*** Opening Data supplied ***
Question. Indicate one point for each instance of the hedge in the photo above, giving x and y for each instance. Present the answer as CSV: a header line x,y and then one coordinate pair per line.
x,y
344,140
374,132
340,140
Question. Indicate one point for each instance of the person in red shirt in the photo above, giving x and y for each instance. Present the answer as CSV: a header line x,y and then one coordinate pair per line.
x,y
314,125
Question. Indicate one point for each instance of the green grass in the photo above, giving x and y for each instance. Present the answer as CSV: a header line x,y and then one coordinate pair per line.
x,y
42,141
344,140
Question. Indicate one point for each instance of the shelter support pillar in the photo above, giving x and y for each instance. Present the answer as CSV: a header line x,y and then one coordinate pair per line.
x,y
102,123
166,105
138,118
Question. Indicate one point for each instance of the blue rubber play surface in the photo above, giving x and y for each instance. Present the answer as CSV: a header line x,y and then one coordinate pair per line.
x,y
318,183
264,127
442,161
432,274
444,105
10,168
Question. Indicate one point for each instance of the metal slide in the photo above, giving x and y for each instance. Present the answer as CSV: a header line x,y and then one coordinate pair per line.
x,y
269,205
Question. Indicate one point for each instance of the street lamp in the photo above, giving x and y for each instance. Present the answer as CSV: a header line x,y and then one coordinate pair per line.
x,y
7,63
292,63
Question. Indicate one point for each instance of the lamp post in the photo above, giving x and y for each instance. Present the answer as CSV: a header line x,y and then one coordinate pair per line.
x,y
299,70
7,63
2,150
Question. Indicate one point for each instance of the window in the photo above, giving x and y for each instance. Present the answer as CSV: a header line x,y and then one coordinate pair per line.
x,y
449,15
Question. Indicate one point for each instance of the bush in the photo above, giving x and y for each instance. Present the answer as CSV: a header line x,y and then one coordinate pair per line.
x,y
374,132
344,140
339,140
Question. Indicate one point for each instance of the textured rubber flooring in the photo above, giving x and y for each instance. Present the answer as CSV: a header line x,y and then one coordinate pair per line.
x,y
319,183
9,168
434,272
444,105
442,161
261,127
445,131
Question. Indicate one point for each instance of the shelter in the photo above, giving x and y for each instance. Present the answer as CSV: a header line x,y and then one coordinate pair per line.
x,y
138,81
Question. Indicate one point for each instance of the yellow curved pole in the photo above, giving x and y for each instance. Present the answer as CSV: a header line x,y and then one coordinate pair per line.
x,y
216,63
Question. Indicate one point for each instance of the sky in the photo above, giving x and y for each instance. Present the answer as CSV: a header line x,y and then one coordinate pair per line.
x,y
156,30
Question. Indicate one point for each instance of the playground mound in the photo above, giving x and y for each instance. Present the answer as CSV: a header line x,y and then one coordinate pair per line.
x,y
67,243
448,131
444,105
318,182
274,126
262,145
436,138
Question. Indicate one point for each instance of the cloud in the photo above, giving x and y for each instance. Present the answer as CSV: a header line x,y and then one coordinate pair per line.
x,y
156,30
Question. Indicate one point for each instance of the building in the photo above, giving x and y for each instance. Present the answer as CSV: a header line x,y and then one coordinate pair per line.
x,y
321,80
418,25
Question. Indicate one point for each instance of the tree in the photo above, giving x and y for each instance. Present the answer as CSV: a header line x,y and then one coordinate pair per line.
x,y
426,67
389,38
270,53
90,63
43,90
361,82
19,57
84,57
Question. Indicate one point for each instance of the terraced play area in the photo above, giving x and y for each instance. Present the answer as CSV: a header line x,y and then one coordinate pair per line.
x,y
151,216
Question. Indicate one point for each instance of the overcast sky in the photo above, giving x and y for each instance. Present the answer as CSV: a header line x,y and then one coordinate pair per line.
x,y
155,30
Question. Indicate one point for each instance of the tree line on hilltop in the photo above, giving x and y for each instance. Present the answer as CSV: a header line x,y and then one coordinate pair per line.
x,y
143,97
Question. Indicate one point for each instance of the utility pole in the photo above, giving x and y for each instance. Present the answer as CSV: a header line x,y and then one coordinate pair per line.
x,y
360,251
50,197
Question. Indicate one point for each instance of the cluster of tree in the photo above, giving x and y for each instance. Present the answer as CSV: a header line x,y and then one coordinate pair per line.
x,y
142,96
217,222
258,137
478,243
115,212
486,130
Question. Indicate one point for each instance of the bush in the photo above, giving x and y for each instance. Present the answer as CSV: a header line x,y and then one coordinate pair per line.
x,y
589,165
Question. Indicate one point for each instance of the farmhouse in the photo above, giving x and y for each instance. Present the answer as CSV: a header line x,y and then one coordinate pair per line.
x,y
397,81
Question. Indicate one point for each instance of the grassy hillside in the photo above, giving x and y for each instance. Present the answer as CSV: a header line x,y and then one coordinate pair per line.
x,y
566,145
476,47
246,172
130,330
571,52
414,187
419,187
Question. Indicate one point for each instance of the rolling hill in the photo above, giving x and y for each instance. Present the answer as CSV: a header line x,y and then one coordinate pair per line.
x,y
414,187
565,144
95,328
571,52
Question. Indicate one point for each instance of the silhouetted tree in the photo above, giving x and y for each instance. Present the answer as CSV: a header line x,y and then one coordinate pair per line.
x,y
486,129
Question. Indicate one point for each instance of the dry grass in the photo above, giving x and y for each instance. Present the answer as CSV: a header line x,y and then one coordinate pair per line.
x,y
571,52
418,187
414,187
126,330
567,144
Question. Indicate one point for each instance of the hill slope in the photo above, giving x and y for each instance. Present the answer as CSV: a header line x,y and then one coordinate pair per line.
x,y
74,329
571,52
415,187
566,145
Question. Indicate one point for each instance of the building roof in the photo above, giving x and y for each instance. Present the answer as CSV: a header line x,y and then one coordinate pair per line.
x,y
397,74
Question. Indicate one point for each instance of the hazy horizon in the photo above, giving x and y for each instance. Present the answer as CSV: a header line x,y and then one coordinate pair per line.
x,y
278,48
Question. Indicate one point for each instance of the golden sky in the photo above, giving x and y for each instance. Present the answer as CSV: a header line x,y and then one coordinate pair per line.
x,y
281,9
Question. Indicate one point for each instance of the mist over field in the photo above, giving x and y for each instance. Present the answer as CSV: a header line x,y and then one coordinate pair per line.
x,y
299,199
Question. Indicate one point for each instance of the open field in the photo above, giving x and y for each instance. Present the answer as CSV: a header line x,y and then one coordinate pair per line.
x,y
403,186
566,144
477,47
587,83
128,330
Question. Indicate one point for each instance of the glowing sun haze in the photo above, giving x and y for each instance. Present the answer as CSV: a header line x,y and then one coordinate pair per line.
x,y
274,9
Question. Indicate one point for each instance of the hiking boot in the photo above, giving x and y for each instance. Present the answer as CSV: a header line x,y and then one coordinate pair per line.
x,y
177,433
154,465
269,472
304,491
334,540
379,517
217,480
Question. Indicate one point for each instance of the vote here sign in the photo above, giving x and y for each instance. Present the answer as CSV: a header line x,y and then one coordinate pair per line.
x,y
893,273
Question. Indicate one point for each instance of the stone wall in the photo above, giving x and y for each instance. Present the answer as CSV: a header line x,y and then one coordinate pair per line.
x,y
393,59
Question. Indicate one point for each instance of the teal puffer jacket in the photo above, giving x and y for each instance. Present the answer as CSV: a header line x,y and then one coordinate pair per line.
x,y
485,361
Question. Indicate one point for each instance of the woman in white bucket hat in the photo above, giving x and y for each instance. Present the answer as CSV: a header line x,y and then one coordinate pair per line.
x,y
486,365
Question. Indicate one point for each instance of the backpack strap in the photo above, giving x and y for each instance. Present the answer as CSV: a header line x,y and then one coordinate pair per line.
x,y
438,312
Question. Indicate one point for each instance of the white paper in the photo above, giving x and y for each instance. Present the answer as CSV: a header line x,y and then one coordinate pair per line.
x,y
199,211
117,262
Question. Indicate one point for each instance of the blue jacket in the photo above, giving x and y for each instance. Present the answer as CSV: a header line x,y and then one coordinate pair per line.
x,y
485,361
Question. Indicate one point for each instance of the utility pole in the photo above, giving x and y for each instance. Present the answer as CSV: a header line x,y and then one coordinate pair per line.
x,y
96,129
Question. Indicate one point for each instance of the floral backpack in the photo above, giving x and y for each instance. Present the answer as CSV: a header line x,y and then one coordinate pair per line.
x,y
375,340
*** Closing Data supplied ***
*Your assignment:* All lines from the one containing "Question. Indicate one point for each instance of the floral" through the end of the material should be restated exactly, with both end lines kept.

*Solution to this exercise:*
Question. Indicate one point for each instance of the floral backpack in the photo above, giving x and y for each instance. Present the answer as CSV: a header line x,y and then one coordinate pair per line.
x,y
375,340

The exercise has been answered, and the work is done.